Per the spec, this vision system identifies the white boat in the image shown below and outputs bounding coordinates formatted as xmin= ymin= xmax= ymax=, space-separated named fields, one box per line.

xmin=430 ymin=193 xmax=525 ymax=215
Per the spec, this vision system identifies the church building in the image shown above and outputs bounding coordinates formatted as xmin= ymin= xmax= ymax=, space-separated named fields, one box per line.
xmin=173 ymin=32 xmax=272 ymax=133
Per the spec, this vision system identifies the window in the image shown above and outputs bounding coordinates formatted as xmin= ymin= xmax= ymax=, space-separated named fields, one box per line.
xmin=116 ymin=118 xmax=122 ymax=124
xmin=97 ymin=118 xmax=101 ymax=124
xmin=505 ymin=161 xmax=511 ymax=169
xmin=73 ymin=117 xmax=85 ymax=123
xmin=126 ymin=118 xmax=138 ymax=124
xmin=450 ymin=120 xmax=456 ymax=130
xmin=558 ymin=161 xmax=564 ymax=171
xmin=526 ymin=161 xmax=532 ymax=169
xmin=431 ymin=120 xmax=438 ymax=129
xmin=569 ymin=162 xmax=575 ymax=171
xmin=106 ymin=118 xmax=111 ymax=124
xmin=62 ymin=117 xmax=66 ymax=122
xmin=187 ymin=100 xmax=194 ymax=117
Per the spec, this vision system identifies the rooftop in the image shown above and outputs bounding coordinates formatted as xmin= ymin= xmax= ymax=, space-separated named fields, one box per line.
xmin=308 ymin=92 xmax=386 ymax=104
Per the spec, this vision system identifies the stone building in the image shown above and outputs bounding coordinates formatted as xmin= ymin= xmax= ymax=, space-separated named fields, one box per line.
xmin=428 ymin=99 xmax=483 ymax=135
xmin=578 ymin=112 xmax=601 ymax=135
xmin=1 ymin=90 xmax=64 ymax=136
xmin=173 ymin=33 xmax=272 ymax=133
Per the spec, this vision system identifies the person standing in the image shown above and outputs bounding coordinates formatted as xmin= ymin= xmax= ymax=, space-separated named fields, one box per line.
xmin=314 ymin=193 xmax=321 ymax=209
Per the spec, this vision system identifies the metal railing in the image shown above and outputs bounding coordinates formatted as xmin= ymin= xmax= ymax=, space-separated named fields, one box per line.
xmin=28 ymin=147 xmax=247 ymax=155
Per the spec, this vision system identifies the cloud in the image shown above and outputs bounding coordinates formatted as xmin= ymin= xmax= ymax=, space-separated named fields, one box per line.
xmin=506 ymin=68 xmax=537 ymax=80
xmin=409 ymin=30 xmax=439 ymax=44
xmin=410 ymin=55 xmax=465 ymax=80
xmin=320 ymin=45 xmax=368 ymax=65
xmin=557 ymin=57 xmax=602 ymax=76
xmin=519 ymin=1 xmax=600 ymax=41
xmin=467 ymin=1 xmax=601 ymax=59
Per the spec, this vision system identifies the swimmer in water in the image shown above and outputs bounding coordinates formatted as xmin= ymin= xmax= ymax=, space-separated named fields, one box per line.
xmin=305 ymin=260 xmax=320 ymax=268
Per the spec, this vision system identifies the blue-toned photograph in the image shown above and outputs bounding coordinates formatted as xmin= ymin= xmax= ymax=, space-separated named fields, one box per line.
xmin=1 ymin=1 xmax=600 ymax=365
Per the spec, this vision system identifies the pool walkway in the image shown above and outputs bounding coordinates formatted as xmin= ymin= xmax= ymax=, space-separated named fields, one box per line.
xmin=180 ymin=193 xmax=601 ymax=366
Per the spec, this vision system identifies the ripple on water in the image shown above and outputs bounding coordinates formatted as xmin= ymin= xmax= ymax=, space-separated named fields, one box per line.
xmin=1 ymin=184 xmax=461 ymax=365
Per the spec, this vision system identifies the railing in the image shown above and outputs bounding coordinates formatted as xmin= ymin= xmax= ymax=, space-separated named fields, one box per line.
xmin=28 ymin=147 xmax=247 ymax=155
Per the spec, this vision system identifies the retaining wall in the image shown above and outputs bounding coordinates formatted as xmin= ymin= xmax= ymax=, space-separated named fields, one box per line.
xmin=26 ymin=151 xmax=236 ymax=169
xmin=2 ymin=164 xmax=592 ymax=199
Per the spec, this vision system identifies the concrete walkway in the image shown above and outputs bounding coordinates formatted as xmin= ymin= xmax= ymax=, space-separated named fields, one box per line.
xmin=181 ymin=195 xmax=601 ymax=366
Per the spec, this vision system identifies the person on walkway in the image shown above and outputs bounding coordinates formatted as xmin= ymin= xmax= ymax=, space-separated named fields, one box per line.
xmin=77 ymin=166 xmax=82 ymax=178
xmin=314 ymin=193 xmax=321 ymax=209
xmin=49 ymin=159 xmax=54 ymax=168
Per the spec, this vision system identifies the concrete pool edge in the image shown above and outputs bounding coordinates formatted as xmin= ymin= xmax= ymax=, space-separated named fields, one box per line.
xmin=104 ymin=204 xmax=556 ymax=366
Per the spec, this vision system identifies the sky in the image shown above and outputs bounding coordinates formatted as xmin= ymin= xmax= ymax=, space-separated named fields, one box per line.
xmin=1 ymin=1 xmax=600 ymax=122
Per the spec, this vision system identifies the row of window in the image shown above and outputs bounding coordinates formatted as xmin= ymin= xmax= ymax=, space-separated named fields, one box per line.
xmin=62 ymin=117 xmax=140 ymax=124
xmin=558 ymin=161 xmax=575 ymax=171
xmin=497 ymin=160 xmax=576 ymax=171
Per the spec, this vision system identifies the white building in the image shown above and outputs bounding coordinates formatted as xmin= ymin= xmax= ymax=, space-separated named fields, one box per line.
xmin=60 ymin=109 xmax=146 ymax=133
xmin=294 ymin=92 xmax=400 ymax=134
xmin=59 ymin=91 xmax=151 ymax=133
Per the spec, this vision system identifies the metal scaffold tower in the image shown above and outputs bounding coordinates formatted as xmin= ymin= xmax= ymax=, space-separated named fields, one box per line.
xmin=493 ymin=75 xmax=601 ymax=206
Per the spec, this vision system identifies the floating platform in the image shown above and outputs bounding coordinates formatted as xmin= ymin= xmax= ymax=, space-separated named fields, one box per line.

☆ ☆ ☆

Copy all the records exactly so that no character differs from the source.

» OUTPUT FOR THIS TASK
Per the spec, this vision system identifies the white boat in the image shown below and outputs bounding coordinates formatted as xmin= ymin= xmax= ymax=, space-separated named fields, one box per line.

xmin=430 ymin=193 xmax=525 ymax=215
Per the spec, this vision system identifies the church building in the image shown above and outputs bounding coordinates formatted as xmin= ymin= xmax= ymax=, space-separated named fields, one box per line.
xmin=173 ymin=32 xmax=272 ymax=133
Per the spec, this vision system identifies the window in the image shown above and outputs bounding coordinates formatted as xmin= ymin= xmax= ymax=, space-separated named fields, one box per line.
xmin=116 ymin=118 xmax=122 ymax=124
xmin=97 ymin=118 xmax=101 ymax=124
xmin=505 ymin=161 xmax=511 ymax=169
xmin=73 ymin=117 xmax=85 ymax=123
xmin=126 ymin=118 xmax=138 ymax=124
xmin=450 ymin=120 xmax=456 ymax=130
xmin=558 ymin=161 xmax=564 ymax=171
xmin=526 ymin=161 xmax=532 ymax=169
xmin=431 ymin=120 xmax=438 ymax=129
xmin=569 ymin=162 xmax=575 ymax=171
xmin=106 ymin=118 xmax=111 ymax=124
xmin=62 ymin=117 xmax=66 ymax=122
xmin=187 ymin=100 xmax=194 ymax=117
Per the spec, this vision system identifies the rooftop in the image shown above and outputs bounding coordinates formatted as xmin= ymin= xmax= ymax=, space-separated named fields, one box per line.
xmin=308 ymin=92 xmax=386 ymax=104
Per the spec, this vision system identifies the stone building in the image shown above and outputs bounding coordinates formatted as xmin= ymin= xmax= ymax=, space-separated named fields, one box per line.
xmin=428 ymin=99 xmax=483 ymax=135
xmin=578 ymin=112 xmax=601 ymax=135
xmin=1 ymin=90 xmax=64 ymax=136
xmin=173 ymin=33 xmax=272 ymax=133
Per the spec, this vision system identifies the person standing in the image shown above and outputs bounding coordinates formatted as xmin= ymin= xmax= ymax=, space-separated named fields, one box per line.
xmin=314 ymin=193 xmax=321 ymax=209
Per the spec, this vision system identifies the metal railing in the image shown above and outputs bounding coordinates formatted as xmin= ymin= xmax= ymax=, space-separated named fields, one box per line.
xmin=28 ymin=147 xmax=247 ymax=155
Per the spec, this vision system identifies the cloud in the image shown above and outputs bounding coordinates formatted as xmin= ymin= xmax= ymax=, space-separated named fields, one box per line.
xmin=506 ymin=68 xmax=537 ymax=80
xmin=409 ymin=30 xmax=439 ymax=44
xmin=410 ymin=55 xmax=465 ymax=80
xmin=320 ymin=45 xmax=368 ymax=65
xmin=557 ymin=57 xmax=602 ymax=76
xmin=519 ymin=1 xmax=600 ymax=41
xmin=467 ymin=1 xmax=601 ymax=59
Per the spec, this vision system identifies the swimmer in water in the image shown above and outputs bounding coordinates formatted as xmin= ymin= xmax= ymax=, space-separated named fields, one box per line.
xmin=305 ymin=260 xmax=320 ymax=268
Per the spec, this vision system identifies the blue-toned photograph in the image shown above and outputs bounding coordinates formatted as xmin= ymin= xmax= ymax=, space-separated named fields, one box per line.
xmin=1 ymin=1 xmax=600 ymax=365
Per the spec, this vision system identifies the pool walkway in the image shown above and outputs bounding coordinates formatted as xmin= ymin= xmax= ymax=, space-separated named fields, one box per line.
xmin=180 ymin=193 xmax=601 ymax=366
Per the spec, this vision system identifies the ripple on water in the image shown above and outputs bounding coordinates formatted as xmin= ymin= xmax= ymax=, space-separated named fields, one box per line.
xmin=1 ymin=184 xmax=461 ymax=365
Per the spec, this vision system identifies the railing in the image shown above and outputs bounding coordinates formatted as xmin= ymin= xmax= ymax=, space-separated named fields, one box per line.
xmin=28 ymin=147 xmax=247 ymax=155
Per the spec, this vision system identifies the retaining wall in the image shown above and outputs bounding coordinates formatted as xmin= ymin= xmax= ymax=, space-separated named fields, one box per line.
xmin=26 ymin=151 xmax=236 ymax=169
xmin=2 ymin=164 xmax=592 ymax=199
Per the spec, this vision system identifies the concrete walkway in the image shown above and outputs bounding coordinates formatted as xmin= ymin= xmax= ymax=, space-separated named fields, one box per line.
xmin=181 ymin=195 xmax=601 ymax=366
Per the spec, this vision system identifies the person on walkway in the image shown above and outputs bounding coordinates formatted as xmin= ymin= xmax= ymax=, space-separated named fields, one box per line.
xmin=77 ymin=166 xmax=82 ymax=178
xmin=314 ymin=193 xmax=321 ymax=209
xmin=49 ymin=159 xmax=54 ymax=168
Per the spec, this vision system identifies the concrete pool edge in the image shown above and outputs bounding coordinates formatted as xmin= ymin= xmax= ymax=, space-separated named fields, one box per line.
xmin=104 ymin=204 xmax=556 ymax=366
Per the spec, this vision system identifies the sky in the image shown above and outputs bounding coordinates formatted as xmin= ymin= xmax= ymax=, space-separated named fields, one box per line.
xmin=1 ymin=1 xmax=600 ymax=122
Per the spec, this vision system identifies the row of window in the image shown above and outputs bounding coordinates formatted as xmin= ymin= xmax= ymax=, space-separated named fields, one box per line.
xmin=62 ymin=117 xmax=140 ymax=124
xmin=558 ymin=161 xmax=575 ymax=171
xmin=497 ymin=160 xmax=576 ymax=171
Per the spec, this vision system identifies the white building in the image shown above and outputs bounding coordinates formatted as xmin= ymin= xmax= ymax=, space-separated named fields, one box per line.
xmin=60 ymin=109 xmax=146 ymax=133
xmin=294 ymin=92 xmax=400 ymax=134
xmin=59 ymin=91 xmax=151 ymax=133
Per the spec, this vision system identifies the metal scaffold tower in the image shown above and outputs bounding coordinates formatted as xmin= ymin= xmax= ymax=, space-separated named fields, one box per line.
xmin=493 ymin=75 xmax=601 ymax=206
Per the spec, this vision system identifies the floating platform in the image shown above and outputs bounding coordinates formatted as xmin= ymin= xmax= ymax=, space-separated named fields, one box per line.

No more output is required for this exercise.